— Extracted data entries —
===============
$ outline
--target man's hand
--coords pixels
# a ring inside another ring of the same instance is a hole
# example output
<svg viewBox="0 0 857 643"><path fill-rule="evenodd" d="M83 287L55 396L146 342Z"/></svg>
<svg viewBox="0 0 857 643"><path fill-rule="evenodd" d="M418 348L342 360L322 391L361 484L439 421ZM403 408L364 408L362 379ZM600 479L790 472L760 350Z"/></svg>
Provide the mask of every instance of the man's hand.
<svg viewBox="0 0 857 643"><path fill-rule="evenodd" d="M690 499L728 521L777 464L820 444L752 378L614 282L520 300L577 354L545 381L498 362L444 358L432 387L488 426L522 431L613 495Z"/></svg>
===============
Gather every line in the entries above that contains the string "viewBox".

— COMPLETE OUTPUT —
<svg viewBox="0 0 857 643"><path fill-rule="evenodd" d="M83 287L55 396L146 342Z"/></svg>
<svg viewBox="0 0 857 643"><path fill-rule="evenodd" d="M418 348L342 360L322 391L361 484L439 421ZM403 408L364 408L362 379ZM600 479L790 472L760 350Z"/></svg>
<svg viewBox="0 0 857 643"><path fill-rule="evenodd" d="M690 499L728 521L777 464L820 444L752 378L614 282L520 300L577 354L545 381L498 362L444 358L432 387L488 426L522 431L613 495Z"/></svg>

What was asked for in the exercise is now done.